§ **Your objective**:
Copy the listing below word for word, keeping every line as it appears.

§ **Input rows**:

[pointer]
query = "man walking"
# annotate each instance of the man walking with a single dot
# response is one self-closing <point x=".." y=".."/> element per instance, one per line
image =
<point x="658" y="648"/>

§ **Output**:
[pointer]
query = "man walking"
# annotate each instance of the man walking with a single dot
# response is one self-closing <point x=".." y=".."/> element per instance, one per line
image =
<point x="658" y="648"/>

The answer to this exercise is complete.